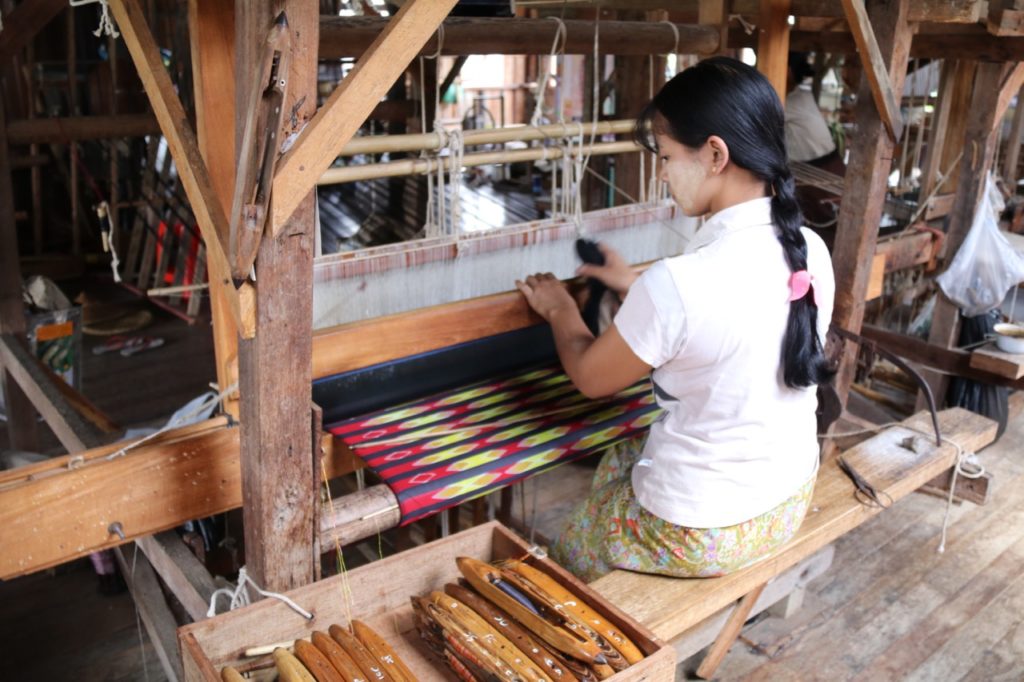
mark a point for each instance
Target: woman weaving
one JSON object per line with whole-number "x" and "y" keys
{"x": 733, "y": 332}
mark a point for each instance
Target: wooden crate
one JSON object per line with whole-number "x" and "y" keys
{"x": 381, "y": 594}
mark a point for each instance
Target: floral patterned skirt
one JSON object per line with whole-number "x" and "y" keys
{"x": 611, "y": 530}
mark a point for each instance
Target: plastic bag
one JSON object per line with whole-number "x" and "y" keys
{"x": 986, "y": 265}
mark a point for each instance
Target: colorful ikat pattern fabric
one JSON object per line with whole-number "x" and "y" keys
{"x": 464, "y": 443}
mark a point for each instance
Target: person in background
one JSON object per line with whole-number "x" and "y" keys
{"x": 808, "y": 139}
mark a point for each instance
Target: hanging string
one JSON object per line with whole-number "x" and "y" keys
{"x": 105, "y": 23}
{"x": 107, "y": 232}
{"x": 557, "y": 47}
{"x": 966, "y": 466}
{"x": 240, "y": 596}
{"x": 346, "y": 590}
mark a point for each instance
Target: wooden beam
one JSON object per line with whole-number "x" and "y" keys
{"x": 350, "y": 103}
{"x": 25, "y": 23}
{"x": 22, "y": 432}
{"x": 275, "y": 388}
{"x": 58, "y": 130}
{"x": 965, "y": 43}
{"x": 979, "y": 150}
{"x": 74, "y": 500}
{"x": 875, "y": 67}
{"x": 350, "y": 37}
{"x": 74, "y": 432}
{"x": 184, "y": 148}
{"x": 211, "y": 25}
{"x": 153, "y": 609}
{"x": 183, "y": 574}
{"x": 1009, "y": 88}
{"x": 864, "y": 187}
{"x": 773, "y": 43}
{"x": 1014, "y": 144}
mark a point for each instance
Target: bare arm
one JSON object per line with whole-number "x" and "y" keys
{"x": 596, "y": 367}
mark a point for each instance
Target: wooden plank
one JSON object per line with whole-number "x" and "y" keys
{"x": 937, "y": 43}
{"x": 183, "y": 146}
{"x": 990, "y": 358}
{"x": 864, "y": 188}
{"x": 274, "y": 368}
{"x": 351, "y": 36}
{"x": 793, "y": 581}
{"x": 25, "y": 23}
{"x": 357, "y": 344}
{"x": 875, "y": 67}
{"x": 22, "y": 432}
{"x": 148, "y": 489}
{"x": 881, "y": 460}
{"x": 57, "y": 130}
{"x": 773, "y": 43}
{"x": 76, "y": 421}
{"x": 350, "y": 103}
{"x": 184, "y": 576}
{"x": 979, "y": 152}
{"x": 727, "y": 637}
{"x": 153, "y": 609}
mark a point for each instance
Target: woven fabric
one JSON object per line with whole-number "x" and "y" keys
{"x": 443, "y": 450}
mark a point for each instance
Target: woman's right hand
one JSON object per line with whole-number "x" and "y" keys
{"x": 616, "y": 274}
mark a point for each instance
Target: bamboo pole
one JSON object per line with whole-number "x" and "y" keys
{"x": 419, "y": 166}
{"x": 433, "y": 141}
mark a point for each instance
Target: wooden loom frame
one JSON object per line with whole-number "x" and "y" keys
{"x": 209, "y": 162}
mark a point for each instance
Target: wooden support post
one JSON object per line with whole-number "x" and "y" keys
{"x": 1014, "y": 144}
{"x": 729, "y": 633}
{"x": 20, "y": 417}
{"x": 184, "y": 148}
{"x": 875, "y": 68}
{"x": 184, "y": 576}
{"x": 275, "y": 367}
{"x": 714, "y": 12}
{"x": 864, "y": 187}
{"x": 773, "y": 43}
{"x": 153, "y": 609}
{"x": 351, "y": 102}
{"x": 992, "y": 81}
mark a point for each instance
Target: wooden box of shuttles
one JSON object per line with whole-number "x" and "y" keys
{"x": 379, "y": 595}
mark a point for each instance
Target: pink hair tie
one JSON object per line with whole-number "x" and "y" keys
{"x": 800, "y": 283}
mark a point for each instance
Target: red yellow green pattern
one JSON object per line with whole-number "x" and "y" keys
{"x": 443, "y": 450}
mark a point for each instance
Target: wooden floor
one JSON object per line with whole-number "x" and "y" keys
{"x": 891, "y": 607}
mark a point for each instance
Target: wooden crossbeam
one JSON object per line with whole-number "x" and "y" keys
{"x": 875, "y": 67}
{"x": 184, "y": 150}
{"x": 74, "y": 432}
{"x": 186, "y": 578}
{"x": 351, "y": 102}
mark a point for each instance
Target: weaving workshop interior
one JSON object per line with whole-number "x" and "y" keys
{"x": 540, "y": 340}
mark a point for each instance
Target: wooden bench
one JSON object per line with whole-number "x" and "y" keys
{"x": 684, "y": 606}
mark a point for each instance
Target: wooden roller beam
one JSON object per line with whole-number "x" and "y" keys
{"x": 77, "y": 128}
{"x": 348, "y": 37}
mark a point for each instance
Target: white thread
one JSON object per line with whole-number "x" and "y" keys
{"x": 103, "y": 211}
{"x": 963, "y": 457}
{"x": 748, "y": 27}
{"x": 205, "y": 405}
{"x": 543, "y": 76}
{"x": 240, "y": 596}
{"x": 105, "y": 23}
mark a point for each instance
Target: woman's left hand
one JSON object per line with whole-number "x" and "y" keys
{"x": 547, "y": 295}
☆ ☆ ☆
=== WHAT TO DO ===
Without the pictures, write out the whole listing above exactly as it appears.

=== FINAL RESULT ===
mark a point for each instance
Target: woman weaving
one JSON object per line with whole-number "x" and "y" keys
{"x": 733, "y": 332}
mark a point for each instance
Target: wooden crate
one JSON object per line with whole-number "x" and "y" keys
{"x": 381, "y": 594}
mark a point for each instance
Target: floral patterned skirt
one JSON object per line with whole-number "x" and "y" keys
{"x": 611, "y": 530}
mark a point for each instance
Target: plastic bag
one JSON object per line with whole-number "x" and "y" keys
{"x": 986, "y": 265}
mark a point for each instance
Target: colorful ikat pattern fabric
one JSON object per line with whole-number "x" and "y" keys
{"x": 464, "y": 443}
mark a point for each instance
Target: person in background
one JSON object per line with whole-number "x" and "y" keys
{"x": 808, "y": 139}
mark a point for each instance
Target: hanging string
one JSON object per line with whole-number "x" and "y" keys
{"x": 105, "y": 23}
{"x": 107, "y": 232}
{"x": 557, "y": 47}
{"x": 966, "y": 466}
{"x": 240, "y": 596}
{"x": 346, "y": 590}
mark a point for each instance
Target: wooden beam
one JSON object per line with whole-number "x" and "y" keys
{"x": 350, "y": 103}
{"x": 25, "y": 23}
{"x": 22, "y": 432}
{"x": 275, "y": 388}
{"x": 58, "y": 130}
{"x": 965, "y": 43}
{"x": 979, "y": 150}
{"x": 74, "y": 500}
{"x": 875, "y": 67}
{"x": 350, "y": 37}
{"x": 74, "y": 432}
{"x": 184, "y": 148}
{"x": 211, "y": 25}
{"x": 153, "y": 609}
{"x": 183, "y": 574}
{"x": 1009, "y": 88}
{"x": 864, "y": 187}
{"x": 773, "y": 43}
{"x": 1014, "y": 144}
mark a point for each instance
Target: bare arm
one JSON object per line with whole-number "x" and "y" keys
{"x": 596, "y": 367}
mark a point for each instance
Target: wooden plank
one JSON object per line with whole-number "x" and "y" keys
{"x": 937, "y": 43}
{"x": 183, "y": 146}
{"x": 990, "y": 358}
{"x": 864, "y": 188}
{"x": 274, "y": 368}
{"x": 351, "y": 36}
{"x": 793, "y": 581}
{"x": 25, "y": 23}
{"x": 357, "y": 344}
{"x": 875, "y": 67}
{"x": 22, "y": 432}
{"x": 148, "y": 489}
{"x": 881, "y": 460}
{"x": 57, "y": 130}
{"x": 773, "y": 43}
{"x": 76, "y": 421}
{"x": 350, "y": 103}
{"x": 184, "y": 576}
{"x": 979, "y": 152}
{"x": 727, "y": 637}
{"x": 153, "y": 609}
mark a point for each instance
Target: woven fabric
one JSON object per line with whole-number "x" and "y" keys
{"x": 443, "y": 450}
mark a point for each instance
Target: woman's right hand
one JSON object per line with whole-number "x" and "y" keys
{"x": 616, "y": 274}
mark a point for each instance
Target: bamboo pole
one JSON object per line with whole-number "x" and "y" keys
{"x": 419, "y": 166}
{"x": 433, "y": 141}
mark a point for each instance
Target: wooden loom frame
one JSON object per line with whole-number "x" and "y" keys
{"x": 209, "y": 162}
mark a point for each instance
Target: wooden support post
one JSON object per line with whole-number "x" and "y" keys
{"x": 1014, "y": 144}
{"x": 729, "y": 633}
{"x": 20, "y": 417}
{"x": 184, "y": 148}
{"x": 875, "y": 68}
{"x": 184, "y": 576}
{"x": 275, "y": 367}
{"x": 714, "y": 12}
{"x": 864, "y": 187}
{"x": 773, "y": 43}
{"x": 153, "y": 609}
{"x": 351, "y": 102}
{"x": 992, "y": 81}
mark a point for each instance
Target: wooden box of shuttles
one JSON object per line with whole-number "x" and "y" keys
{"x": 379, "y": 595}
mark a point for each instance
Target: pink hair tie
one JSON object per line with whole-number "x" and "y" keys
{"x": 800, "y": 283}
mark a point for each instance
Target: red yellow green pattern
one JSON object per line with whole-number "x" and "y" keys
{"x": 443, "y": 450}
mark a point for each instance
Target: wooden floor
one JSON object per line with whole-number "x" and "y" keys
{"x": 891, "y": 607}
mark a point for each instance
Target: wooden crossbeam
one JSON object per line with whole-number "x" and "y" keys
{"x": 875, "y": 67}
{"x": 184, "y": 150}
{"x": 74, "y": 432}
{"x": 186, "y": 578}
{"x": 351, "y": 102}
mark a point for each instance
Target: weaving workshop interior
one JSON object per line with whole-number "x" and "y" keys
{"x": 540, "y": 340}
mark a point for each instance
Target: wooden bench
one JSON object per line with whole-number "x" and "y" keys
{"x": 684, "y": 606}
mark a point for each instance
Target: wooden roller beam
one JSON object per line with whole-number "x" and "y" keys
{"x": 77, "y": 128}
{"x": 348, "y": 37}
mark a point for each instance
Target: white thread
one JSON object per line with whole-number "x" and "y" keys
{"x": 103, "y": 211}
{"x": 963, "y": 457}
{"x": 748, "y": 27}
{"x": 205, "y": 405}
{"x": 543, "y": 76}
{"x": 240, "y": 596}
{"x": 105, "y": 23}
mark a point for each instance
Target: woman's left hand
one JSON object per line with whole-number "x" and "y" keys
{"x": 547, "y": 295}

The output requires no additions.